## What is expected
Write the records out again without change. Leave the pictures behind.
** Data for this task follows **
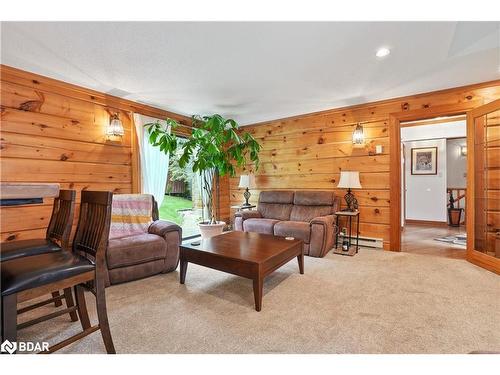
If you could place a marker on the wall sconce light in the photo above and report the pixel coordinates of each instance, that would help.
(463, 150)
(358, 136)
(115, 127)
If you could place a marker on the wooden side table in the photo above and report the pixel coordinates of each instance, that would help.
(349, 215)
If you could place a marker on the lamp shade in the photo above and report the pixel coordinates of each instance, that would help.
(246, 180)
(358, 136)
(115, 127)
(349, 180)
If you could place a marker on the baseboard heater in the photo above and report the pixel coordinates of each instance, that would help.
(376, 243)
** End of Data for this task **
## Answer to this exercise
If you could place a marker on the wall sconce light in the photo above and report the pixel coordinates of each instance, that would help.
(463, 150)
(358, 136)
(115, 127)
If you could place a marker on the wooden side table in the photo above and report the pixel coordinates of each instance, that would help.
(349, 215)
If you could place a marker on the lamp shade in the photo above and report the pixel coordinates of each instance, that would help.
(246, 180)
(358, 136)
(115, 127)
(349, 180)
If you could place a marker on the baseboard heater in the photo above and report the pixel coordinates of each instance, that would help.
(376, 243)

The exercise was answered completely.